> [Records from a dataset]
_____

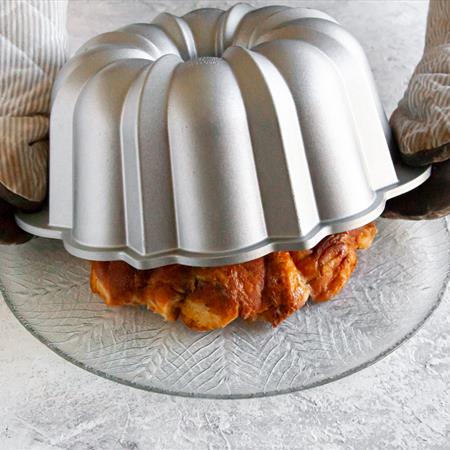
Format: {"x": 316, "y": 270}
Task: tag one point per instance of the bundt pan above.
{"x": 215, "y": 138}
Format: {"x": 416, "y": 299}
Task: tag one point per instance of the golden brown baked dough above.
{"x": 269, "y": 288}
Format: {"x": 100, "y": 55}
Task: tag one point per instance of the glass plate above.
{"x": 395, "y": 287}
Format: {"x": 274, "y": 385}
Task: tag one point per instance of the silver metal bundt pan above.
{"x": 216, "y": 138}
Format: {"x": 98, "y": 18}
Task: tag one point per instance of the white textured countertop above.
{"x": 402, "y": 401}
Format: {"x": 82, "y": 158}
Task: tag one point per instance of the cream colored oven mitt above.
{"x": 32, "y": 50}
{"x": 421, "y": 123}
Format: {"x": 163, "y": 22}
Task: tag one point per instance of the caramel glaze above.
{"x": 269, "y": 288}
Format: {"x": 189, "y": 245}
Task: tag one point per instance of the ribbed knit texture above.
{"x": 421, "y": 122}
{"x": 32, "y": 50}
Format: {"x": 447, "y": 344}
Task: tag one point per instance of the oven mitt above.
{"x": 32, "y": 50}
{"x": 421, "y": 123}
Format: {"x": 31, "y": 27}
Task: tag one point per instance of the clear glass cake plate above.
{"x": 397, "y": 284}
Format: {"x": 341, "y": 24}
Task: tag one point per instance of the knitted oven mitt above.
{"x": 421, "y": 123}
{"x": 32, "y": 50}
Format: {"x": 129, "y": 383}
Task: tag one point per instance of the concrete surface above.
{"x": 401, "y": 402}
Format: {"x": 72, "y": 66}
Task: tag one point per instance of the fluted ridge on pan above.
{"x": 97, "y": 162}
{"x": 214, "y": 174}
{"x": 347, "y": 55}
{"x": 320, "y": 98}
{"x": 150, "y": 216}
{"x": 166, "y": 139}
{"x": 283, "y": 174}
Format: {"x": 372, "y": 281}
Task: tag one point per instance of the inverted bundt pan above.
{"x": 216, "y": 138}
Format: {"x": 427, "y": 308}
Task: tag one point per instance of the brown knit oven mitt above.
{"x": 421, "y": 123}
{"x": 33, "y": 48}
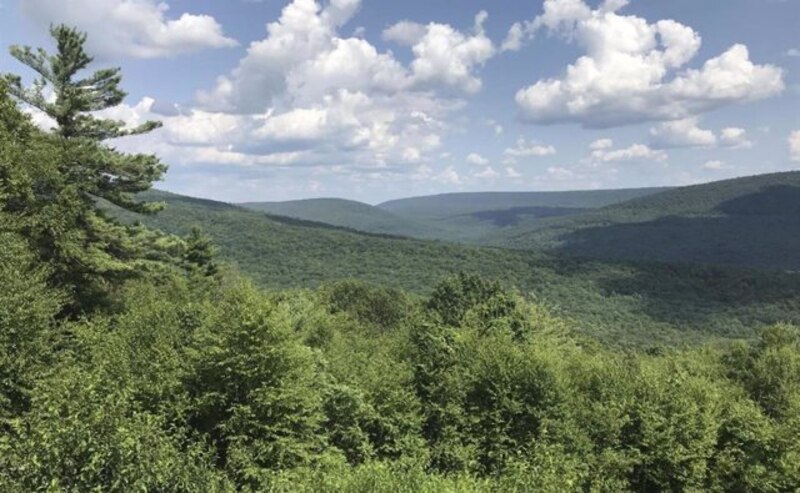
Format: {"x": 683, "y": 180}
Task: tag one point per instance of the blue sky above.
{"x": 374, "y": 100}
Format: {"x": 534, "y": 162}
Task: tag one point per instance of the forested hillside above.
{"x": 348, "y": 214}
{"x": 135, "y": 359}
{"x": 752, "y": 221}
{"x": 626, "y": 304}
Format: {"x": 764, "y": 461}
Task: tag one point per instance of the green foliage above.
{"x": 190, "y": 378}
{"x": 751, "y": 221}
{"x": 28, "y": 309}
{"x": 53, "y": 181}
{"x": 623, "y": 304}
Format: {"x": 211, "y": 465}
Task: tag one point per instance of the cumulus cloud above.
{"x": 135, "y": 28}
{"x": 600, "y": 144}
{"x": 735, "y": 138}
{"x": 714, "y": 165}
{"x": 529, "y": 149}
{"x": 443, "y": 55}
{"x": 487, "y": 173}
{"x": 634, "y": 71}
{"x": 794, "y": 145}
{"x": 306, "y": 88}
{"x": 682, "y": 133}
{"x": 477, "y": 159}
{"x": 634, "y": 153}
{"x": 447, "y": 176}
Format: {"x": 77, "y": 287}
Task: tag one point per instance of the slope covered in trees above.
{"x": 628, "y": 304}
{"x": 187, "y": 377}
{"x": 347, "y": 214}
{"x": 752, "y": 221}
{"x": 469, "y": 217}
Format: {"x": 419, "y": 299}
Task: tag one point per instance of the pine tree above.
{"x": 88, "y": 249}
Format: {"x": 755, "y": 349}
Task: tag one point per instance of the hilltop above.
{"x": 751, "y": 221}
{"x": 621, "y": 303}
{"x": 347, "y": 214}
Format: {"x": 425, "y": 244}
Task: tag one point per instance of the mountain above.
{"x": 752, "y": 221}
{"x": 459, "y": 217}
{"x": 346, "y": 213}
{"x": 455, "y": 204}
{"x": 468, "y": 217}
{"x": 621, "y": 303}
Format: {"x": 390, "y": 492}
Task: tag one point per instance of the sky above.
{"x": 372, "y": 100}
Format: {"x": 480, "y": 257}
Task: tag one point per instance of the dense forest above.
{"x": 138, "y": 360}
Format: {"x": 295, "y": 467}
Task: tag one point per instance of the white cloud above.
{"x": 635, "y": 71}
{"x": 136, "y": 28}
{"x": 559, "y": 173}
{"x": 487, "y": 173}
{"x": 306, "y": 87}
{"x": 529, "y": 149}
{"x": 794, "y": 145}
{"x": 636, "y": 153}
{"x": 405, "y": 33}
{"x": 447, "y": 176}
{"x": 444, "y": 56}
{"x": 682, "y": 133}
{"x": 735, "y": 138}
{"x": 477, "y": 159}
{"x": 498, "y": 129}
{"x": 714, "y": 165}
{"x": 600, "y": 144}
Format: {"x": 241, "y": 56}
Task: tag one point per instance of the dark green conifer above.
{"x": 89, "y": 250}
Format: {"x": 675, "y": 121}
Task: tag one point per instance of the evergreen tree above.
{"x": 89, "y": 250}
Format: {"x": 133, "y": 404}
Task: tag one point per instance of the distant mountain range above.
{"x": 460, "y": 217}
{"x": 629, "y": 303}
{"x": 752, "y": 221}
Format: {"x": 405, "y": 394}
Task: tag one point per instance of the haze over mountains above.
{"x": 462, "y": 217}
{"x": 756, "y": 218}
{"x": 752, "y": 221}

_____

> [Instructions for the task] Leaving aside the images, write out the entries above word for word.

> [Solved problem]
Format: {"x": 316, "y": 270}
Task: tag one point per instance of the bundt pan above.
{"x": 215, "y": 138}
Format: {"x": 416, "y": 299}
Task: tag one point per instance of the golden brown baked dough above.
{"x": 269, "y": 288}
Format: {"x": 100, "y": 55}
Task: tag one point per instance of the glass plate above.
{"x": 395, "y": 287}
Format: {"x": 274, "y": 385}
Task: tag one point per instance of the silver metal bundt pan above.
{"x": 216, "y": 138}
Format: {"x": 98, "y": 18}
Task: tag one point per instance of the white textured countertop above.
{"x": 402, "y": 401}
Format: {"x": 82, "y": 158}
Task: tag one point per instance of the cream colored oven mitt above.
{"x": 32, "y": 50}
{"x": 421, "y": 123}
Format: {"x": 163, "y": 22}
Task: tag one point per instance of the caramel glaze above.
{"x": 269, "y": 288}
Format: {"x": 189, "y": 245}
Task: tag one point per instance of the ribbed knit texture above.
{"x": 421, "y": 122}
{"x": 32, "y": 50}
Format: {"x": 447, "y": 344}
Task: tag one point per instance of the oven mitt above.
{"x": 32, "y": 50}
{"x": 421, "y": 123}
Format: {"x": 31, "y": 27}
Task: tag one point per instance of the clear glass cake plate above.
{"x": 397, "y": 284}
Format: {"x": 341, "y": 24}
Task: tag one point per instance of the knitted oven mitt above.
{"x": 421, "y": 123}
{"x": 32, "y": 50}
Format: {"x": 129, "y": 383}
Task: tag one point per instance of the concrete surface above.
{"x": 401, "y": 402}
Format: {"x": 72, "y": 66}
Task: tag one point per instance of the fluted ridge on pan above.
{"x": 97, "y": 162}
{"x": 214, "y": 174}
{"x": 347, "y": 55}
{"x": 320, "y": 98}
{"x": 150, "y": 216}
{"x": 166, "y": 139}
{"x": 283, "y": 174}
Format: {"x": 372, "y": 281}
Task: tag one point per instance of the inverted bundt pan above.
{"x": 216, "y": 138}
Format: {"x": 427, "y": 308}
Task: tag one point per instance of the brown knit oven mitt above.
{"x": 421, "y": 123}
{"x": 33, "y": 48}
Format: {"x": 683, "y": 180}
Task: tag one point per instance of the blue sky above.
{"x": 374, "y": 100}
Format: {"x": 534, "y": 162}
Task: tag one point per instance of the forested hillside above.
{"x": 348, "y": 214}
{"x": 135, "y": 359}
{"x": 752, "y": 221}
{"x": 626, "y": 304}
Format: {"x": 764, "y": 461}
Task: tag one point per instance of the green foliage above.
{"x": 190, "y": 378}
{"x": 751, "y": 221}
{"x": 28, "y": 309}
{"x": 53, "y": 181}
{"x": 623, "y": 304}
Format: {"x": 211, "y": 465}
Task: tag one point per instance of the cumulus cloud above.
{"x": 135, "y": 28}
{"x": 600, "y": 144}
{"x": 735, "y": 138}
{"x": 714, "y": 165}
{"x": 529, "y": 149}
{"x": 443, "y": 55}
{"x": 487, "y": 173}
{"x": 634, "y": 71}
{"x": 794, "y": 145}
{"x": 306, "y": 88}
{"x": 682, "y": 133}
{"x": 477, "y": 159}
{"x": 634, "y": 153}
{"x": 447, "y": 176}
Format: {"x": 77, "y": 287}
Task: tag one point per instance of the slope covered in trees above.
{"x": 628, "y": 304}
{"x": 187, "y": 377}
{"x": 347, "y": 214}
{"x": 752, "y": 221}
{"x": 469, "y": 217}
Format: {"x": 419, "y": 299}
Task: tag one point per instance of the pine tree above.
{"x": 88, "y": 249}
Format: {"x": 755, "y": 349}
Task: tag one point per instance of the hilltop above.
{"x": 751, "y": 221}
{"x": 621, "y": 303}
{"x": 347, "y": 214}
Format: {"x": 425, "y": 244}
Task: tag one point per instance of the mountain above.
{"x": 752, "y": 221}
{"x": 459, "y": 217}
{"x": 346, "y": 213}
{"x": 455, "y": 204}
{"x": 468, "y": 217}
{"x": 621, "y": 303}
Format: {"x": 390, "y": 492}
Task: tag one point per instance of the sky above.
{"x": 372, "y": 100}
Format: {"x": 480, "y": 257}
Task: tag one point per instance of the dense forest above.
{"x": 138, "y": 360}
Format: {"x": 295, "y": 467}
Task: tag one point per instance of the white cloud above.
{"x": 635, "y": 71}
{"x": 136, "y": 28}
{"x": 559, "y": 173}
{"x": 487, "y": 173}
{"x": 306, "y": 87}
{"x": 529, "y": 149}
{"x": 794, "y": 145}
{"x": 636, "y": 153}
{"x": 405, "y": 33}
{"x": 447, "y": 176}
{"x": 444, "y": 56}
{"x": 682, "y": 133}
{"x": 735, "y": 138}
{"x": 477, "y": 159}
{"x": 498, "y": 129}
{"x": 714, "y": 165}
{"x": 600, "y": 144}
Format: {"x": 241, "y": 56}
Task: tag one point per instance of the dark green conifer above.
{"x": 89, "y": 250}
Format: {"x": 675, "y": 121}
Task: tag one point per instance of the evergreen tree above.
{"x": 89, "y": 250}
Format: {"x": 133, "y": 404}
Task: tag one point per instance of the distant mountain range above.
{"x": 460, "y": 217}
{"x": 629, "y": 303}
{"x": 752, "y": 221}
Format: {"x": 405, "y": 394}
Task: tag one point per instance of the haze over mountains above.
{"x": 462, "y": 217}
{"x": 756, "y": 218}
{"x": 752, "y": 221}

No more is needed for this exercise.